■ **TASK ITEM**
Only the pictures are to be left out; return the rest of the data exactly as it stands.

■ **RECORDS PROVIDED**
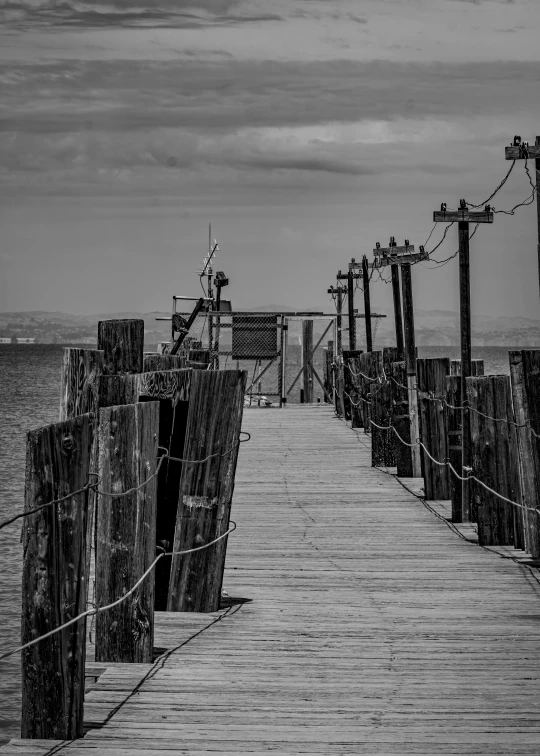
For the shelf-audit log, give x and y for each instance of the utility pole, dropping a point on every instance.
(463, 217)
(367, 304)
(523, 151)
(410, 365)
(350, 303)
(402, 257)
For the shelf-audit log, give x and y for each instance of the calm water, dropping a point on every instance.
(30, 391)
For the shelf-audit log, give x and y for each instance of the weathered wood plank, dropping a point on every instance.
(126, 531)
(213, 426)
(431, 381)
(54, 579)
(81, 369)
(122, 343)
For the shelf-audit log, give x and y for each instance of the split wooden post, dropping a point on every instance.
(126, 532)
(431, 380)
(349, 399)
(198, 359)
(525, 379)
(464, 217)
(171, 388)
(307, 349)
(523, 151)
(402, 420)
(81, 369)
(352, 315)
(213, 428)
(495, 462)
(328, 372)
(382, 441)
(122, 342)
(398, 319)
(153, 362)
(477, 367)
(357, 412)
(410, 362)
(54, 579)
(367, 304)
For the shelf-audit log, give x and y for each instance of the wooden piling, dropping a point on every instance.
(122, 342)
(410, 363)
(382, 441)
(152, 362)
(398, 318)
(126, 532)
(401, 420)
(367, 305)
(213, 428)
(307, 359)
(80, 372)
(494, 461)
(525, 382)
(54, 579)
(369, 369)
(431, 380)
(349, 386)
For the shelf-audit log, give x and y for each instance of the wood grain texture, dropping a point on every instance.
(214, 420)
(126, 531)
(372, 627)
(122, 342)
(54, 579)
(152, 362)
(81, 369)
(307, 360)
(401, 419)
(431, 381)
(525, 381)
(382, 413)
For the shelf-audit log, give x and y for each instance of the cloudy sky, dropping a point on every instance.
(304, 130)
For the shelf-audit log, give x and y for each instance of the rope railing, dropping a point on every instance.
(99, 609)
(430, 396)
(134, 489)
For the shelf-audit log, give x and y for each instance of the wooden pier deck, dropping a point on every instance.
(358, 623)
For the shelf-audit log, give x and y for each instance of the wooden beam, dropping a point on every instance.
(54, 579)
(214, 421)
(519, 153)
(126, 532)
(381, 262)
(392, 251)
(463, 215)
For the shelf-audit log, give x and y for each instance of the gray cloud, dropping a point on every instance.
(93, 14)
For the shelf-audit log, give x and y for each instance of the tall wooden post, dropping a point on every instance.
(352, 319)
(307, 348)
(81, 369)
(54, 579)
(463, 216)
(284, 345)
(213, 428)
(410, 364)
(466, 360)
(122, 342)
(397, 311)
(339, 322)
(126, 531)
(367, 304)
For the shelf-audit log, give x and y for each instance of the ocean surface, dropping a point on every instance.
(29, 398)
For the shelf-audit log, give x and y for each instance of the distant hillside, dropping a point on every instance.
(433, 327)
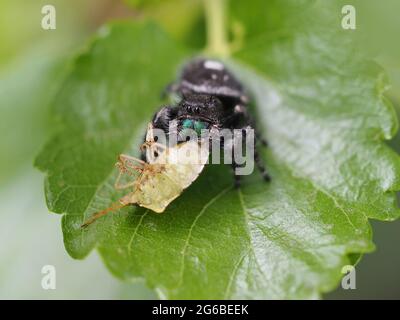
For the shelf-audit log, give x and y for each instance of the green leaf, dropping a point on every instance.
(320, 107)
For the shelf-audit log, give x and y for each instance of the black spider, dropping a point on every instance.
(210, 96)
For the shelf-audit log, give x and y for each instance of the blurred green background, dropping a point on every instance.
(33, 62)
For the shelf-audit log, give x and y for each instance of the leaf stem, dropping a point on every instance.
(217, 40)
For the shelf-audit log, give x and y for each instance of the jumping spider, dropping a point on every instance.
(210, 97)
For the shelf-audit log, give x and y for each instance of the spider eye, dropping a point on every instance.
(198, 126)
(187, 124)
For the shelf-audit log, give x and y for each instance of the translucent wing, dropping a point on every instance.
(163, 181)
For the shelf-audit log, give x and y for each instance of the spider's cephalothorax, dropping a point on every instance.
(210, 97)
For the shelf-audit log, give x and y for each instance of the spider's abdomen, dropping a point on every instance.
(210, 77)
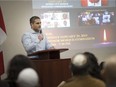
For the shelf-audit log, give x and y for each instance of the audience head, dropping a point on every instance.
(109, 70)
(17, 63)
(4, 84)
(27, 78)
(94, 66)
(79, 64)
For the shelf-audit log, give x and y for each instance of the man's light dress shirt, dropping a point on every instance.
(32, 44)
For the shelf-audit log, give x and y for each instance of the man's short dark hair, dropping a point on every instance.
(32, 19)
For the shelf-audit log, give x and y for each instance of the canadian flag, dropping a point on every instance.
(2, 39)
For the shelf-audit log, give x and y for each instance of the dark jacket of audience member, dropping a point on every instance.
(80, 66)
(17, 64)
(94, 66)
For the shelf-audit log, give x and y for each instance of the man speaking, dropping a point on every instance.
(35, 40)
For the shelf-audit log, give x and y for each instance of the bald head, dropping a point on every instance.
(79, 64)
(79, 60)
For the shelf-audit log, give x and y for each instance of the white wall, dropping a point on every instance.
(16, 15)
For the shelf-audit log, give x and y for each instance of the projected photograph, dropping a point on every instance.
(55, 20)
(94, 3)
(96, 17)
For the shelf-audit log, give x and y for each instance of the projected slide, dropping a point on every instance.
(78, 24)
(96, 17)
(55, 19)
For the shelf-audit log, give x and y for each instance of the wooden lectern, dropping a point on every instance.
(51, 69)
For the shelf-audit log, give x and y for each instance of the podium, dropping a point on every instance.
(48, 54)
(51, 69)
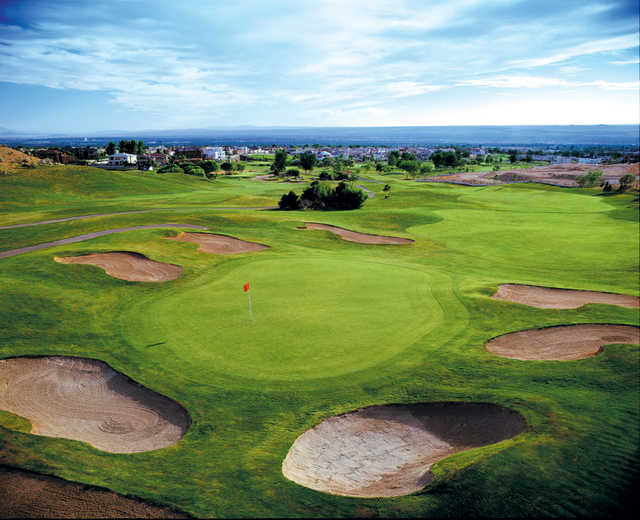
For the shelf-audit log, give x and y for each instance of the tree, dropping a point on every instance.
(279, 161)
(308, 161)
(210, 166)
(393, 158)
(411, 167)
(626, 181)
(290, 201)
(426, 168)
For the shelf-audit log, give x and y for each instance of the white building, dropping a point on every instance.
(123, 159)
(213, 152)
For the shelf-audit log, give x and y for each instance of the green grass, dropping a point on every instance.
(337, 325)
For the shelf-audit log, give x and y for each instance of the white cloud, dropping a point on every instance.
(610, 44)
(537, 82)
(634, 61)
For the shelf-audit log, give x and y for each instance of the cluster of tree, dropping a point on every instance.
(447, 159)
(626, 181)
(395, 157)
(125, 146)
(590, 179)
(324, 197)
(326, 175)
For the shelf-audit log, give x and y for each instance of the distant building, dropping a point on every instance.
(123, 159)
(214, 153)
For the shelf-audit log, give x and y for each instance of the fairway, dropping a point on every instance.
(312, 318)
(337, 327)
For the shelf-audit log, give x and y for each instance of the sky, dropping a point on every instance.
(73, 66)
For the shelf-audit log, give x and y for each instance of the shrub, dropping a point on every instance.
(171, 168)
(626, 181)
(290, 201)
(324, 197)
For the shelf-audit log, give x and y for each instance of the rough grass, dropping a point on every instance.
(337, 326)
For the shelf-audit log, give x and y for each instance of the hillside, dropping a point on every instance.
(11, 159)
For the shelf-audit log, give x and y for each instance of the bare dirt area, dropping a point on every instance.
(88, 236)
(557, 174)
(24, 494)
(553, 298)
(354, 236)
(219, 244)
(125, 265)
(86, 400)
(562, 343)
(385, 451)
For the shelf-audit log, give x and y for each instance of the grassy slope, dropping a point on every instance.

■ **RESPONSE AREA**
For the shelf-audit log, give x and y for each instance of the utility pole, dropping a point on every instance.
(463, 217)
(367, 304)
(523, 151)
(410, 365)
(350, 303)
(402, 257)
For the shelf-audit log, give x and y for each instance of the calm water, dropping a point on every instance.
(30, 391)
For the shelf-audit log, give x and y for each instance of the weathered wood plank, dropping a point on every instance.
(126, 531)
(213, 426)
(431, 381)
(54, 579)
(81, 369)
(122, 343)
For the shelf-audit log, give x and y for each instance of the split wooden post, dropping a point on every instance.
(126, 532)
(431, 380)
(349, 399)
(198, 359)
(525, 379)
(464, 217)
(171, 388)
(307, 349)
(523, 151)
(402, 420)
(81, 369)
(352, 315)
(213, 428)
(495, 462)
(328, 372)
(382, 441)
(122, 342)
(398, 319)
(153, 362)
(477, 367)
(357, 412)
(410, 362)
(54, 579)
(367, 304)
For the shelf-audit log, give x and y for each instance of the wooden piling, dropping a point on every instance.
(122, 342)
(410, 363)
(382, 441)
(152, 362)
(398, 318)
(126, 532)
(401, 420)
(367, 305)
(213, 428)
(307, 359)
(80, 372)
(494, 461)
(525, 382)
(54, 579)
(369, 369)
(431, 380)
(349, 386)
For the shelf-audit log, give x and y for each instance of the wood grain texture, dropping a point on every instance.
(214, 420)
(126, 531)
(372, 627)
(122, 342)
(54, 579)
(152, 362)
(81, 369)
(307, 360)
(401, 419)
(431, 381)
(525, 381)
(382, 413)
For the shelf-audit log, give x and y for each instance of the cloudy sky, dropping a point on every instance.
(304, 130)
For the shelf-audit log, give x and y for each instance of the rope railing, dropping a point on every instance.
(99, 609)
(430, 396)
(134, 489)
For the shelf-audit log, give x and y for each instance of the wooden pier deck, dropping a point on every instance.
(358, 623)
For the shelf-audit log, give x and y for each instance of the wooden beam, dropping a point on every instance.
(54, 579)
(214, 421)
(519, 153)
(126, 532)
(381, 262)
(392, 251)
(463, 215)
For the shelf-audit log, give x and y for each instance of the gray cloud, dropping a point on every instance.
(93, 14)
For the shelf-audit log, give x and y for each instance of the tall wooden post, dropping a point on every instance.
(352, 319)
(307, 348)
(81, 369)
(54, 579)
(463, 216)
(284, 345)
(213, 428)
(410, 364)
(466, 360)
(122, 342)
(397, 311)
(339, 322)
(126, 531)
(367, 304)
For the shelf-audit log, give x and y for each instance of the ocean surface, dropping a point on every instance.
(29, 398)
For the shelf-audit log, give x and y for each instance of the distant hillside, dropping a point on every instance.
(433, 327)
For the shelf-audit log, give x and y for each instance of the green leaf, dropping a point on every instance.
(320, 107)
For the shelf-audit log, give x and y for each instance of the black spider, dropping a point on every instance.
(210, 96)
For the shelf-audit log, give x and y for each instance of the blurred green background, dropping a point on every instance.
(33, 62)
For the shelf-audit log, give x and y for each instance of the leaf stem, dropping a point on every instance.
(217, 40)
For the shelf-audit log, give x and y for each instance of the jumping spider, dropping a point on every instance.
(210, 97)
For the shelf-audit log, give x and y for each instance of the spider eye, dropping a point on every instance.
(198, 126)
(187, 124)
For the shelf-audit log, give x and y for each instance of the translucent wing, dropping a point on every instance.
(163, 181)
For the shelf-audit log, give x and y for each instance of the spider's cephalothorax, dropping a point on every instance.
(210, 97)
For the shelf-audit log, give x and y for each instance of the spider's abdomen, dropping a point on every instance.
(210, 77)
For the shelf-audit log, give x and y for each instance of the audience head, dropping a point on every instance.
(109, 70)
(17, 63)
(4, 84)
(27, 78)
(94, 66)
(79, 64)
For the shelf-audit log, give x and y for each instance of the man's light dress shirt, dropping a point on every instance.
(32, 44)
For the shelf-audit log, give x and y for each instance of the man's short dark hair, dropping a point on every instance.
(32, 19)
For the shelf-audit log, give x and y for each instance of the canadian flag, dropping a point on every instance.
(2, 39)
For the shelf-audit log, give x and y for each instance of the dark jacket of audience member, dropping a point on every instance.
(80, 66)
(17, 64)
(94, 66)
For the shelf-audit log, give x and y for each instance of the man speaking, dropping a point on every instance.
(35, 40)
For the shelf-audit log, give x and y for each instance of the bald head, dropping a point on every instance.
(79, 64)
(79, 60)
For the shelf-audit log, give x and y for each instance of the white wall, dropping a point on every instance.
(16, 15)
For the shelf-audit log, give x and y for each instance of the projected photograph, dropping a point on every instance.
(55, 20)
(94, 3)
(96, 17)
For the shelf-audit log, give x and y for each instance of the projected slide, dropping a point on every instance.
(78, 24)
(96, 17)
(55, 19)
For the shelf-audit log, give x and y for each instance of the wooden lectern, dropping a point on every instance.
(51, 69)
For the shelf-audit log, give x and y for each instance of the podium, dropping a point on every instance.
(48, 54)
(51, 69)
For the shelf-audit log, give x and y for each instance of the tree, dropping a point on every instance.
(279, 161)
(308, 161)
(210, 166)
(393, 158)
(411, 167)
(626, 181)
(290, 201)
(426, 168)
For the shelf-audit log, give x and y for each instance of the white building, dropping a point on every instance.
(123, 159)
(213, 152)
For the shelf-audit log, give x and y for each instance of the green grass, dropping a point on every instance.
(337, 325)
For the shelf-audit log, give x and y for each instance of the white cloud, dropping a point on every instance.
(610, 44)
(537, 82)
(634, 61)
For the shelf-audit log, give x and y for each instance of the cluster of tree, dropping a point on every instance.
(447, 159)
(626, 181)
(395, 157)
(125, 146)
(590, 179)
(324, 197)
(326, 175)
For the shelf-audit log, give x and y for each instance of the distant building, dropping a point on every instance.
(123, 159)
(214, 153)
For the shelf-audit log, give x and y for each instance of the fairway, dropping a point on every instance.
(312, 318)
(337, 327)
For the shelf-audit log, give x and y for each instance of the sky, dropping a point on every instance.
(73, 66)
For the shelf-audit log, give x and y for each instance of the shrub, dropping a point on every instance.
(171, 168)
(626, 181)
(290, 201)
(324, 197)
For the shelf-audit log, give x and y for each instance of the rough grass, dropping a point on every instance.
(337, 326)
For the shelf-audit log, give x and y for each instance of the hillside, dropping a point on every instance.
(11, 159)
For the shelf-audit log, give x and y for each instance of the bare dirt area, dropping a point on every instance.
(88, 236)
(557, 174)
(24, 494)
(553, 298)
(354, 236)
(219, 244)
(125, 265)
(86, 400)
(562, 343)
(385, 451)
For the shelf-audit log, give x and y for each instance of the grassy slope, dropping a point on every instance.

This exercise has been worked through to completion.